*PROBLEM TO SOLVE*. Reproduce the data starting at the line that has "Category: walkway" and ending after the line that has "pixel 140 56", substituting "footpath" for "walkway" and leaving everything else unchanged.

*RECORD EXTRACTS*.
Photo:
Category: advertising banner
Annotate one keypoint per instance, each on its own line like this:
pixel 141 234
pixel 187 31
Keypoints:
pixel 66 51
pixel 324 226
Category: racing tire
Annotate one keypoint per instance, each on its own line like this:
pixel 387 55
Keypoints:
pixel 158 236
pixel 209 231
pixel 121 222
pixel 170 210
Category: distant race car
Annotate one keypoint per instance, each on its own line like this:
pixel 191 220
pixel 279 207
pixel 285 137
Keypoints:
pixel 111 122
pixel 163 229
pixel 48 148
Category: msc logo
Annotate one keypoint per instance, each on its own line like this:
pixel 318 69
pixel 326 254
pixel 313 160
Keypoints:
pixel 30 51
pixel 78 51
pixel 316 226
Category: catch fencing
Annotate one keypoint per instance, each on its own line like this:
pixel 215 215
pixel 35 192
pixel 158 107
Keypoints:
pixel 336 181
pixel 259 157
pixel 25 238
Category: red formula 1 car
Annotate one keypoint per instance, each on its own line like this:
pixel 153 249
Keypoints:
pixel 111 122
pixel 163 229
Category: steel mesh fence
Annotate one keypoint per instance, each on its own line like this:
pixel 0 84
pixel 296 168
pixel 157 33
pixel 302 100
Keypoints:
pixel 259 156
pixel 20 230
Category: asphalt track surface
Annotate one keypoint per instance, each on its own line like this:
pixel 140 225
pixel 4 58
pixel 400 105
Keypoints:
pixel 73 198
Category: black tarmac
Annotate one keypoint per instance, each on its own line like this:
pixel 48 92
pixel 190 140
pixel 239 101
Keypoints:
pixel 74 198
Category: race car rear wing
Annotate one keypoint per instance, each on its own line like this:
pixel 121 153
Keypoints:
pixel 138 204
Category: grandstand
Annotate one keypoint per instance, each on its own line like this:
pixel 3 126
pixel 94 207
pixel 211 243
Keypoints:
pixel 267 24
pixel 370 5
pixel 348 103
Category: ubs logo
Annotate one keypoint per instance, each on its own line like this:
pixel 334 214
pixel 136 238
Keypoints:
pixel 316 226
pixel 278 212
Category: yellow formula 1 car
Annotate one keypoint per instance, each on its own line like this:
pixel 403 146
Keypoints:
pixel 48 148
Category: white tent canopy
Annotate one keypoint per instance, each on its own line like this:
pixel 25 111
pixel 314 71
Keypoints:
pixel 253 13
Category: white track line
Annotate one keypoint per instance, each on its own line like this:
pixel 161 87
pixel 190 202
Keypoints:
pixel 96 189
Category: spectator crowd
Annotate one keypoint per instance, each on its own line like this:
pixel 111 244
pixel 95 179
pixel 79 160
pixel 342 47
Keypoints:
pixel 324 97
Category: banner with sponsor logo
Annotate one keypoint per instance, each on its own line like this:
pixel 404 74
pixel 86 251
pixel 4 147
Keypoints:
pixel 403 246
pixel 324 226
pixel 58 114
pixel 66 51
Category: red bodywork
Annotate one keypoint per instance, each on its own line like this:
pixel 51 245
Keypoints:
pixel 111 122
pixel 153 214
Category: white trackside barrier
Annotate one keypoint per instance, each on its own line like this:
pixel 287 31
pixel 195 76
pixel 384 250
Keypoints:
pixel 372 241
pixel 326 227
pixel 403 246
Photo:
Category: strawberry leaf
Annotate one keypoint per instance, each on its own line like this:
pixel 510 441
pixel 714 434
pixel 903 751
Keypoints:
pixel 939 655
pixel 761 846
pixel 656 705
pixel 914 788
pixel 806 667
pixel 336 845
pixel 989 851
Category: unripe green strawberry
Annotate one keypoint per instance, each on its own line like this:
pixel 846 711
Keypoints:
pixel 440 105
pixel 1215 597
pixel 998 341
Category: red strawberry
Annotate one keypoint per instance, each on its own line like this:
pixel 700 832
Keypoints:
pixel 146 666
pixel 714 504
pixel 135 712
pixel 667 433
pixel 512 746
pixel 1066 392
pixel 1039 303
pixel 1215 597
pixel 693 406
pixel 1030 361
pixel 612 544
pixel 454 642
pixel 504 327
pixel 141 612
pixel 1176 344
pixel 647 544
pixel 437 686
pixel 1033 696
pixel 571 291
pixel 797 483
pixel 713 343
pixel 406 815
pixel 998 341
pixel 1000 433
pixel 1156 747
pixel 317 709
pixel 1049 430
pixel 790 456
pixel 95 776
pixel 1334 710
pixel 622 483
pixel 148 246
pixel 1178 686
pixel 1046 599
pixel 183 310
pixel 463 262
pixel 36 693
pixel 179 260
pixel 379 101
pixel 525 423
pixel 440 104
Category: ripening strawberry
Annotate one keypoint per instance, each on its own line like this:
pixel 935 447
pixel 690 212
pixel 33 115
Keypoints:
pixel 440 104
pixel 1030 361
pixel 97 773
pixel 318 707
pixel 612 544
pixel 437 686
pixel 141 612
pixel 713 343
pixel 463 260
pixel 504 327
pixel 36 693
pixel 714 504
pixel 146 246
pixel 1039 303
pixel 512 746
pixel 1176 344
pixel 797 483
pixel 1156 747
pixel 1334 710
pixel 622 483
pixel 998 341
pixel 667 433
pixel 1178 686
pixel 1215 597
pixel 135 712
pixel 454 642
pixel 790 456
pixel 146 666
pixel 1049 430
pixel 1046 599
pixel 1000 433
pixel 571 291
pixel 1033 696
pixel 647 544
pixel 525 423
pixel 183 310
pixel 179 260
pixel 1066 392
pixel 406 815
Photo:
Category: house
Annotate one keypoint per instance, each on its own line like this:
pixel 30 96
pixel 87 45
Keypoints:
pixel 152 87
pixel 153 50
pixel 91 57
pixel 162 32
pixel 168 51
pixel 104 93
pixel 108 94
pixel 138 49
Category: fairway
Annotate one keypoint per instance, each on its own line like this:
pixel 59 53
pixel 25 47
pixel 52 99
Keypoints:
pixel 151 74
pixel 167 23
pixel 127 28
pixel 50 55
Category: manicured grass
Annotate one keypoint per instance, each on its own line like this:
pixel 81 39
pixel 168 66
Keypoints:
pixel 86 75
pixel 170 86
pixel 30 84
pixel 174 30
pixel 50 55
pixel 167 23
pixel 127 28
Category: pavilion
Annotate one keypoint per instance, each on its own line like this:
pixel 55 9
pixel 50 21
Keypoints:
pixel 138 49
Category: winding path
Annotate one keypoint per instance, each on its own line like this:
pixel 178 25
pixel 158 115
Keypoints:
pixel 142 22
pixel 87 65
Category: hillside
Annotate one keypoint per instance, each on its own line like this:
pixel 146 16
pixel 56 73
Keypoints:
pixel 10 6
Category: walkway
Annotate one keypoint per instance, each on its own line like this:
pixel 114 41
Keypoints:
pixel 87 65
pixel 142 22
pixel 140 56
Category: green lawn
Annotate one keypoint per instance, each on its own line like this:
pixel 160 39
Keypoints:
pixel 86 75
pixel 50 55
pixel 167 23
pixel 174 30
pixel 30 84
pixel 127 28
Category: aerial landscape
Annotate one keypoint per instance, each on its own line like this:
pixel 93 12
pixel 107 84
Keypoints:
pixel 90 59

*RESPONSE TO THIS EXERCISE*.
Category: footpath
Annotate one keypoint per instance, each on its own line like this:
pixel 114 41
Keypoints:
pixel 87 65
pixel 142 22
pixel 140 56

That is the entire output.